§ **Tugas yang Dikerjakan**
- a) Bagaimana kalimat "Berbagai jenis barang kebutuhan dijual dengan harga terjangkau." dari teks tentang Stasiun Utama Taipei diterjemahkan ke dalam bahasa Inggris?
- b) Sajikan sebagai daftar bernomor baris-baris catatan, mulai dari awal catatan hingga baris yang memuat "[116,6,354,210]", kedua ujungnya ikut disertakan. Lewati baris kosong dan jangan masukkan gambar ke dalam jawaban.

Taipei (Antara Bali) - Mereka tidak sedang mengantre tiket, meskipun duduk berlesehan dari pagi sampai malam hari di lantai pualam "hall" stasiun kereta api.

Canda dan tawa mereka memang berbeda dan kental nuansa kaum urban. Terdengar gurauan berbahasa Jawa, meskipun sesekali diselingi Bahasa Indonesia.

Stasiun kereta api yang berada di pusat Kota Taipei itu bukanlah masjid atau balai RW di tengah permukiman. Stasiun yang dibangun pada 1891 bersamaan dengan dibukanya jalur kareta api dari Taipei menuju Keelung, itu bukanlah sekadar tempat pemberhentian kereta dan naik-turunnya penumpang.

Gedung yang dari ke waktu dimodernisasi, namun tetap mempertahankan arsitektur aslinya bernuansa kaisar Tiongkok kuno itu bagaikan surga bagi para pekerja asal Indonesia di Taiwan pada hari libur.

Di fasilitas publik yang mudah dijangkau dari berbagai penjuru daerah di Taiwan itu terdapat beberapa mal, baik yang berdiri sendiri di sekitarnya maupun di lantai bawah tanah stasiun yang mampu menampung 600 ribu orang itu. Berbagai jenis barang kebutuhan dijual dengan harga terjangkau.

Tak peduli dingginnya lantai, yang penting pada hari libur mereka bisa bertemu teman atau kerabat senasib dan seperjuangan di negeri kepulauan nan-elok (Formosa) di Samudera Pasifik itu.

Dari pagi sampai malam mereka "melantai" di selingi makan dan minum. Kalau pun lelah duduk bersila berjam-jam, badan tinggal direbahkan. Kali ini, syal yang dikalungkan di leher untuk menghalau udara dingin, berpindah jadi alas badan.

Saat jarum jam besar di atas loket menunjuk angka 9 malam, satu-persatu di antara mereka mulai meninggalkan "hall". Menuruni tangga tiga lantai menuju "platform" guna menunggu kereta yang membawa mereka kembali ke tempat kerja.

Begitulah suasana akhir pekan dan hari libur, khususnya bagi para pekerja asal Indonesia, di "Taipei Main Station" sebagai sebuah sistem "hub" yang memadukan berbagai moda transportasi, seperti kereta api reguler, kereta cepat, kereta bawah tanah (MRT), bus kota, bus antarkota, dan taksi.

Berkah Imlek

Musim dingin masih belum berlalu. Namun nuansa Imlek sudah terasa. Karakter China bertuliskan "Zhong Guo Xin Nian Kuaile" (Selamat Tahun Bari China) sudah bertebaran di setiap sudut kota.

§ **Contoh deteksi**
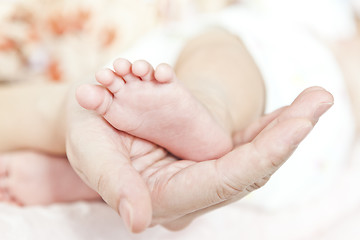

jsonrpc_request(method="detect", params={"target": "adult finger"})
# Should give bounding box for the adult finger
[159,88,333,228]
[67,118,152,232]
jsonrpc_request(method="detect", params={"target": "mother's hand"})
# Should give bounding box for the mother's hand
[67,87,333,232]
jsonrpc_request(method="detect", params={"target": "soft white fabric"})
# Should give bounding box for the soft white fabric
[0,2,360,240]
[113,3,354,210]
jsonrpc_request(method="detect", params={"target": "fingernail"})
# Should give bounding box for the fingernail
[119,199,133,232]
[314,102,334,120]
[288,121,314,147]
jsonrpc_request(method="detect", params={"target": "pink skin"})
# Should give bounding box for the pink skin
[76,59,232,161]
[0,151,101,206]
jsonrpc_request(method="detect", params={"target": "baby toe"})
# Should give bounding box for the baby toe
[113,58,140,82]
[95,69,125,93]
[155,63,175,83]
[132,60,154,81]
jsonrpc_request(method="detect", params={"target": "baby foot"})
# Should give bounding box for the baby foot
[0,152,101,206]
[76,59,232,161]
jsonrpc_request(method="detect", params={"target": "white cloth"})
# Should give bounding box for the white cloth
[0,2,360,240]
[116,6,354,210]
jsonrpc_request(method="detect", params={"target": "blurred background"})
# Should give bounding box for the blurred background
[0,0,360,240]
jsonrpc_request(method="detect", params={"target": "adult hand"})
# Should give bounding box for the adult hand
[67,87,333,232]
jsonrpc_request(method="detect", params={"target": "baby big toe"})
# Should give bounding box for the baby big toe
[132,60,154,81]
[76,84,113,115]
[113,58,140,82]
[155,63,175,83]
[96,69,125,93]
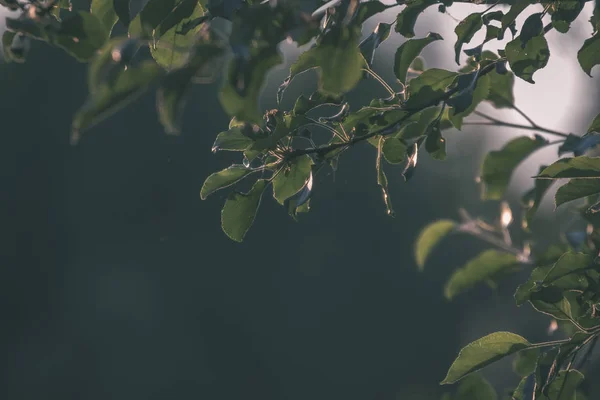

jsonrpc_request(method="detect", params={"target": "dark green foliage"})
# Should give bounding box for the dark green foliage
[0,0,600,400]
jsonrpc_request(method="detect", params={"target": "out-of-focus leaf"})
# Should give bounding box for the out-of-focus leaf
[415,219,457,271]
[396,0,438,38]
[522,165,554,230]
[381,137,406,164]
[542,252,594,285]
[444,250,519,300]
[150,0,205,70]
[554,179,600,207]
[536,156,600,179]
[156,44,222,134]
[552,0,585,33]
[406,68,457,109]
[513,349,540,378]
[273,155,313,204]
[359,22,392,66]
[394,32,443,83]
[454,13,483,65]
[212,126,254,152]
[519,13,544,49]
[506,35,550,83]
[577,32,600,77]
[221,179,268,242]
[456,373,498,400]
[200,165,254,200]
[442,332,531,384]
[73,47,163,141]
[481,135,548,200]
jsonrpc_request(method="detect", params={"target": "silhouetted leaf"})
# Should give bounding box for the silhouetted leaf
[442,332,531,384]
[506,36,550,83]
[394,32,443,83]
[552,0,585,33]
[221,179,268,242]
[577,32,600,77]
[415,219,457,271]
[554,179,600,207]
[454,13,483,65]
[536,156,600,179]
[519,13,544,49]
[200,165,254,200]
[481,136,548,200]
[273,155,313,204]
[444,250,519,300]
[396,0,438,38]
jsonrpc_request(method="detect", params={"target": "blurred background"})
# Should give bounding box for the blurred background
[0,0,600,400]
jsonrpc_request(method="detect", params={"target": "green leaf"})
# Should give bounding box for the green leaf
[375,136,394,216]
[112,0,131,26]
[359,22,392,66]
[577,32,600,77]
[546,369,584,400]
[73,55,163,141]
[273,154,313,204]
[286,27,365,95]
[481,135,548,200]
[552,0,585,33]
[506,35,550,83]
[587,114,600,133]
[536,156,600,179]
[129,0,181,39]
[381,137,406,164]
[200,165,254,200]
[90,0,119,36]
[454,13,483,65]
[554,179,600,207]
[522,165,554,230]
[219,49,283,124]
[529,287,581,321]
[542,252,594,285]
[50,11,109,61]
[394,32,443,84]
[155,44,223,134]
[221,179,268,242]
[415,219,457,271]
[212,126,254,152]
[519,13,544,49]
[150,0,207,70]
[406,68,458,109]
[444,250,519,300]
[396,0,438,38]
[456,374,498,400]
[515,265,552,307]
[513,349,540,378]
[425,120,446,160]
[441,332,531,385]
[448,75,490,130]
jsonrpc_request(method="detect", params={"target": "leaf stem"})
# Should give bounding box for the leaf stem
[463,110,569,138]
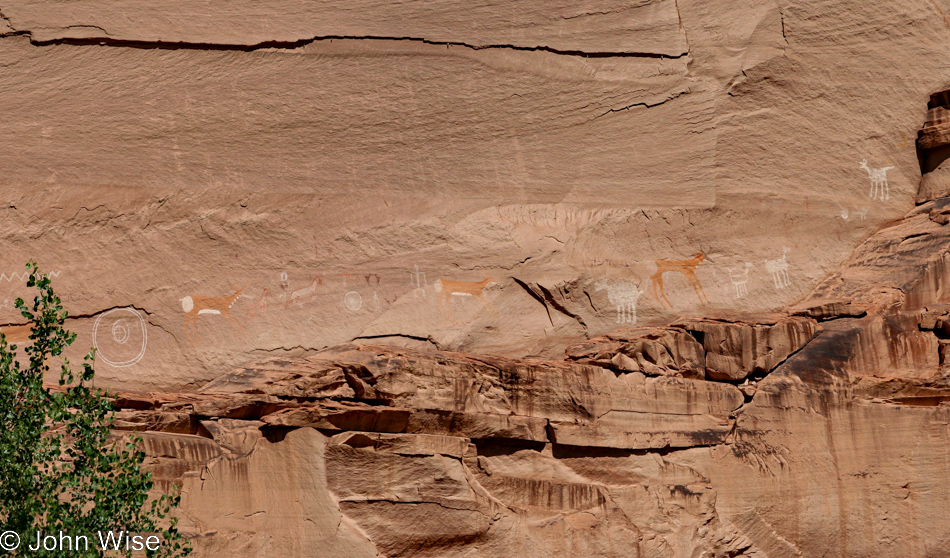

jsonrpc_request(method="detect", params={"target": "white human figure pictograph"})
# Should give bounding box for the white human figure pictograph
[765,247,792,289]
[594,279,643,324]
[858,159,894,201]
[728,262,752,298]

§ **Jawaban di Bawah**
- a) Various kinds of everyday goods are sold at affordable prices.

- b)
1. jsonrpc_request(method="detect", params={"target": "adult finger"})
2. # Should give bounding box for the adult finger
3. [159,88,333,228]
4. [67,118,152,232]
5. jsonrpc_request(method="detect", params={"target": "mother's hand"})
6. # Should give bounding box for the mother's hand
7. [67,87,333,232]
8. jsonrpc_request(method="detect", params={"target": "soft white fabric"})
9. # Should give bounding box for the soft white fabric
10. [0,2,360,240]
11. [113,3,354,210]
12. jsonrpc_request(method="detect", params={"target": "fingernail"})
13. # Should give bounding box for the fingernail
14. [119,199,133,232]
15. [314,102,334,120]
16. [288,121,314,147]
17. jsonrpc_request(method="detect", params={"target": "pink skin"})
18. # Should give bounding box for the pink skin
19. [76,59,232,161]
20. [0,151,101,206]
21. jsonrpc_request(method="detect", params={"target": "baby toe"})
22. # Should give bounding box for the baby toe
23. [113,58,140,82]
24. [95,69,125,93]
25. [155,63,175,83]
26. [132,60,154,81]
27. jsonrpc_request(method="detect", params={"target": "baby foot"})
28. # Should give bounding box for the baby foot
29. [0,152,101,206]
30. [76,59,232,161]
31. jsonrpc_request(method="detect", params={"target": "white cloth"})
32. # Should give bounding box for the white cloth
33. [0,2,360,240]
34. [116,6,354,210]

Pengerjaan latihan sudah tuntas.